### TASK STATEMENT:
Please reproduce the full set of data below exactly.

### RECORDS PROVIDED:
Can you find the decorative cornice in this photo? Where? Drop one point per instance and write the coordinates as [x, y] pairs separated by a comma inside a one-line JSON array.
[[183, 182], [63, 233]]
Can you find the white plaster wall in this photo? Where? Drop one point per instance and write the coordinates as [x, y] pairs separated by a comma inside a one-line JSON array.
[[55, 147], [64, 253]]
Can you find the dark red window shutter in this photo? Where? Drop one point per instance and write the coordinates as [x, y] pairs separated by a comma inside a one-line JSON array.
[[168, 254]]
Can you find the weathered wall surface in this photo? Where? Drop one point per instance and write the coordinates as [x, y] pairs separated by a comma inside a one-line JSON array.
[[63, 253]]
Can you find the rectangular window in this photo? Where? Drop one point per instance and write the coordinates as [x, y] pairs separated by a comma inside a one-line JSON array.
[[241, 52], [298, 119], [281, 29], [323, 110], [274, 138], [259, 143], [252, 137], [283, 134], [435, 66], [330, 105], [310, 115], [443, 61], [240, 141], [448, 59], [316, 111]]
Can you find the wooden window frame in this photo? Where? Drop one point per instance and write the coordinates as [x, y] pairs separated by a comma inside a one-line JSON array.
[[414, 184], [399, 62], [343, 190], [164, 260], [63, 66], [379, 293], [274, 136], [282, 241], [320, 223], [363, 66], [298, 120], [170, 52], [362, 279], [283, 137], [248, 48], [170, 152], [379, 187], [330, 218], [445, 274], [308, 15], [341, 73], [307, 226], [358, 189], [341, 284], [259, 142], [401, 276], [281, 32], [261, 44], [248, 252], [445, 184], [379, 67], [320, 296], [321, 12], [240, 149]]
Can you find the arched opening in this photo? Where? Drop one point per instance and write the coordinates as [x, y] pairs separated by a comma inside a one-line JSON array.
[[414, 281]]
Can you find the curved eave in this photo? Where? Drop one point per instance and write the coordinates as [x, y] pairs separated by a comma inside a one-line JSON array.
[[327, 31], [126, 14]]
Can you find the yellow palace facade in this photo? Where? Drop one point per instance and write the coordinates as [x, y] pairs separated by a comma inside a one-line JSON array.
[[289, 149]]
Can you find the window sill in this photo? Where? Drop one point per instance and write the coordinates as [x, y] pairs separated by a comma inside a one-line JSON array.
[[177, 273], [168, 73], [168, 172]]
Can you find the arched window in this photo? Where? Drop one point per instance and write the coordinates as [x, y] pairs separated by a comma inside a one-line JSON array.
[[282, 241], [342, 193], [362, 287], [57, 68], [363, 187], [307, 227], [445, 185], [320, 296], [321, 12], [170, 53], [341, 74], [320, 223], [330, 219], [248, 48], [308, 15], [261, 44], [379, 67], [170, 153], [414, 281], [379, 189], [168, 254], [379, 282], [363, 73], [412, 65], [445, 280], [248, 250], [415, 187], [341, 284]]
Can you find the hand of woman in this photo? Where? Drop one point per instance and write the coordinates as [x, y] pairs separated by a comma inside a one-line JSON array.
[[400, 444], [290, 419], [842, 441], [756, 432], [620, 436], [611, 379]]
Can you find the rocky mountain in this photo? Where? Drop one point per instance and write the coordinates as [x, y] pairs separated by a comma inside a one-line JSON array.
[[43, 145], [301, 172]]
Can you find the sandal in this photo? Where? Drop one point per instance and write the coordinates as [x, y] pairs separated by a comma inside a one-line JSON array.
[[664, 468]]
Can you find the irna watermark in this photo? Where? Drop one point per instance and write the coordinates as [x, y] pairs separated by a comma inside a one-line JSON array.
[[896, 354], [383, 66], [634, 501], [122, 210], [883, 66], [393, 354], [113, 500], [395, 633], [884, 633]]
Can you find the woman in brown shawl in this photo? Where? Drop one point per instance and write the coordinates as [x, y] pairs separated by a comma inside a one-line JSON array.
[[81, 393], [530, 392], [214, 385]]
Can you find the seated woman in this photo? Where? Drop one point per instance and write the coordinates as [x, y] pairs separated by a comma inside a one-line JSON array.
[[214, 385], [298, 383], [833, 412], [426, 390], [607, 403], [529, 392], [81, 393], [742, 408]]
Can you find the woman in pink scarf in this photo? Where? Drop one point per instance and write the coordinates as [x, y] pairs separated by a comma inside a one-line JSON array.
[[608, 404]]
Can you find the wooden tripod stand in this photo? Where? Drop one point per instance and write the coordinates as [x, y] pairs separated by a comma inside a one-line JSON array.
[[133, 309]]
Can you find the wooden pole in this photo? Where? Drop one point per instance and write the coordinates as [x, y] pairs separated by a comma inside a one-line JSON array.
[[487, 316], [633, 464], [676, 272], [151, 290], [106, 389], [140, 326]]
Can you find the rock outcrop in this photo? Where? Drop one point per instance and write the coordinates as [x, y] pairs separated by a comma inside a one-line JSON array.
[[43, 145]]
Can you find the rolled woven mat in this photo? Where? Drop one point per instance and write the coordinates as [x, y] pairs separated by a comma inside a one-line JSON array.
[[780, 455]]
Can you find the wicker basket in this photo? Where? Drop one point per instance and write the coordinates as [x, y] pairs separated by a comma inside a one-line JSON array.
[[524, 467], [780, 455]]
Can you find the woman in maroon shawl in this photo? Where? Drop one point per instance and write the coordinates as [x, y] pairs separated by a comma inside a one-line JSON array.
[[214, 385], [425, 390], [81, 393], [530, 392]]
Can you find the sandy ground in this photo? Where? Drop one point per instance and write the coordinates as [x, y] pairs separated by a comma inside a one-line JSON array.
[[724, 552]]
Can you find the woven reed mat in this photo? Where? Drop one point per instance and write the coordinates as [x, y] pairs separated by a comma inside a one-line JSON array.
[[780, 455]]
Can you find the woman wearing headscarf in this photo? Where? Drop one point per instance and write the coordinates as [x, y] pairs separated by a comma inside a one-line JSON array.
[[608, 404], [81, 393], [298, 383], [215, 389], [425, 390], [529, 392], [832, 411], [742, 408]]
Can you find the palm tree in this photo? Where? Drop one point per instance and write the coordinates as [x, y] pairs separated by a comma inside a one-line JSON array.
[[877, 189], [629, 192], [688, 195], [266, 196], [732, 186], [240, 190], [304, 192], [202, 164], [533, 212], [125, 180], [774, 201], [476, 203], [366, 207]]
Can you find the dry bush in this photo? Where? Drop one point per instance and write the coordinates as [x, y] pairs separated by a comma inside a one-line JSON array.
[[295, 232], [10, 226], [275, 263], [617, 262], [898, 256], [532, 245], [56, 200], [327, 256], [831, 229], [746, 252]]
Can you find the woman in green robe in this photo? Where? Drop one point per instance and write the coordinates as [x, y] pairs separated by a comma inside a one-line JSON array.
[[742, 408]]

### ANSWER TO THIS TASK:
Can you find the decorative cornice in this photo? Where? Drop one point per instance and write the coordinates as [x, y] pairs separated by a comma inside a one-line JSON array.
[[183, 182], [63, 233]]
Can you find the white plaster wall in this photo? Where? Drop one point per instance and write the coordinates as [x, y] pairs separated by a comma inside a one-line JSON array.
[[55, 147], [64, 253]]
Can you find the dark red window shutter in this photo? Where? Drop one point per instance and write the coordinates as [x, y] pairs separated by a comma inside a one-line JSON array.
[[168, 254]]
Can you find the weathered wall surface in this photo? Where? Drop one point per instance and write the coordinates as [x, y] pairs separated by a comma inside a one-line JSON array.
[[63, 253]]
Can you find the rectangular window in this photo? Where? Drop one point per instance and write the coordinates as [x, y] pairs separated by a comma inside a one-line JSON array.
[[241, 52], [298, 119], [281, 29], [323, 110], [274, 138], [259, 143], [252, 137], [283, 134], [435, 66], [330, 105], [310, 115], [443, 61], [240, 141], [448, 59], [316, 111]]
Can you find the wooden window frame in this photo? Where? Drop one point per instance and write the coordinates as [x, y] pairs separated by a comma inside a one-line JSON array.
[[414, 184], [399, 62], [343, 190], [164, 260], [63, 66], [379, 293], [274, 136], [282, 241], [320, 223], [363, 66], [298, 120], [170, 52], [362, 279], [283, 137], [248, 48], [170, 152], [379, 187], [330, 218], [445, 274], [308, 15], [341, 73], [307, 226], [358, 189], [341, 284], [259, 142], [401, 276], [281, 32], [261, 44], [248, 252], [445, 184], [379, 67], [320, 296], [321, 12], [240, 149]]
Can you find the arched opening in this photo? Where? Drop one point per instance and write the coordinates as [x, y] pairs separated by a comma inside a one-line JSON array.
[[414, 281]]
Can you find the curved eave in this photo? Where? Drop one point per instance and write the coordinates as [x, y] pairs separated by a comma inside a one-line JSON array.
[[327, 31], [126, 14]]
Can you find the yellow palace facade in this photo? Where? Drop one point per instance and write the coordinates as [x, y] pairs separated by a comma inside a one-line JSON array.
[[289, 149]]
Can you find the window sill in this photo? Where? Drop one point per instance and write the coordinates as [x, y] pairs separated by a comma inside a one-line JSON array.
[[177, 273], [168, 73], [168, 172]]
Can you find the arched window in this photo? Where? Drop one point per instance and write the coordinates as [x, y] pairs separated by a comma inside a one-line JSON array.
[[282, 241], [342, 193], [362, 287], [57, 68], [363, 187], [307, 227], [445, 185], [320, 296], [321, 12], [170, 53], [341, 74], [320, 223], [330, 219], [248, 48], [308, 15], [261, 44], [379, 67], [170, 153], [414, 281], [379, 189], [168, 254], [379, 282], [363, 73], [412, 65], [445, 280], [248, 250], [415, 187], [341, 284]]
Can you find the hand of woman in this photo? Where? Drop one point per instance and write the coordinates as [x, y] pairs separated by a comma inside a one-line JSON array.
[[400, 444], [290, 419], [842, 441], [756, 432], [620, 436], [611, 379]]
Can you find the rocky mountain in this photo? Where? Drop one point per instance and write the coordinates as [x, y] pairs separated by a comma inside a one-line JSON array.
[[43, 145], [301, 172]]
Can you find the sandal in this photo? Where? Drop one point per instance and write the coordinates as [x, y] pairs separated by a comma inside a one-line JSON array.
[[664, 468]]
Can you find the irna watermark in this photo? Where? Drop one point per instance and write the coordinates as [x, y] pairs separated by a comma inside a one-line JSON array.
[[896, 354], [383, 66], [634, 501], [122, 210], [883, 66], [393, 354], [113, 500], [395, 633], [884, 633]]
Can you find the woman in brown shawl in this photo? Where? Drop one point per instance and write the coordinates as [x, y] pairs separated by a comma inside a one-line JSON array.
[[81, 393], [530, 392], [214, 385]]
Can you find the seated woman in this photo? Where? Drop one point per instance and write the coordinates as [x, y] pairs separated by a comma inside a one-line JSON array.
[[214, 385], [298, 383], [833, 412], [426, 390], [607, 403], [529, 392], [81, 393], [742, 408]]
Can you find the woman in pink scarf in this photo? Where? Drop one point per instance and write the coordinates as [x, y] pairs separated by a comma inside a one-line JSON array.
[[608, 404]]
Can you find the wooden tripod stand in this photo? Where? Drop one point per instance and write the coordinates as [x, y] pairs separated by a comma inside a one-line JSON array.
[[133, 309]]
Can you find the wooden pole in this photo? Where? Drop one point per instance and write the coordinates as [x, y] pairs separated by a comma inside a one-line JSON array.
[[487, 316], [633, 464], [676, 272], [151, 290], [106, 389], [140, 326]]
Can you find the rock outcrop in this photo? Where? Drop one point per instance and write the coordinates as [x, y] pairs separated by a comma inside a one-line JSON array.
[[43, 145]]
Can you find the rolled woven mat in this photo? Where? Drop one point per instance and write the coordinates as [x, y] pairs separated by a comma inside a one-line JSON array.
[[780, 455]]
Can you find the wicker basket in this photo? Where? Drop one point per instance and write the coordinates as [x, y] pairs separated by a comma inside a one-line JSON array.
[[524, 467], [780, 455]]
Can you find the woman in maroon shawl in this photo? Where? Drop one point per instance and write the coordinates as [x, y] pairs separated by a comma inside a one-line JSON array.
[[214, 385], [425, 390], [81, 393], [530, 392]]
Can you find the sandy ground in this photo? Where? Drop one point per instance and write the coordinates as [x, y] pairs separated by a comma inside a one-line JSON array.
[[724, 552]]
Can you find the woven reed mat in this photo? Where? Drop one point per instance and write the coordinates as [x, y] pairs separated by a comma inside a one-line JSON array.
[[780, 455]]
Can you find the woman wearing headscarf in this photo? Where? Drop one point per instance and write the coordinates as [x, y] pairs separated by a comma inside a one-line JSON array.
[[608, 404], [81, 393], [298, 383], [215, 389], [425, 390], [529, 392], [832, 411], [742, 408]]
Can you find the palm tree in this photo? Where? Drop one point per instance and write the coordinates as [x, y] pairs separated by a comma inside a one-line JSON array.
[[877, 189], [629, 192], [688, 195], [266, 196], [732, 186], [240, 190], [304, 192], [202, 164], [533, 212], [125, 180], [774, 201], [476, 203], [366, 207]]
Can you find the dry bush in this photo? Where? Drop one point per instance and write the coordinates as [x, y] pairs separated by a comma inside a one-line JSON array.
[[295, 232], [10, 226], [275, 263], [617, 262], [898, 256], [532, 245], [56, 200], [327, 256], [831, 229], [746, 252]]
Can you find the woman in green robe in this photo? Where? Drop one point per instance and write the coordinates as [x, y] pairs separated by a comma inside a one-line JSON array.
[[742, 408]]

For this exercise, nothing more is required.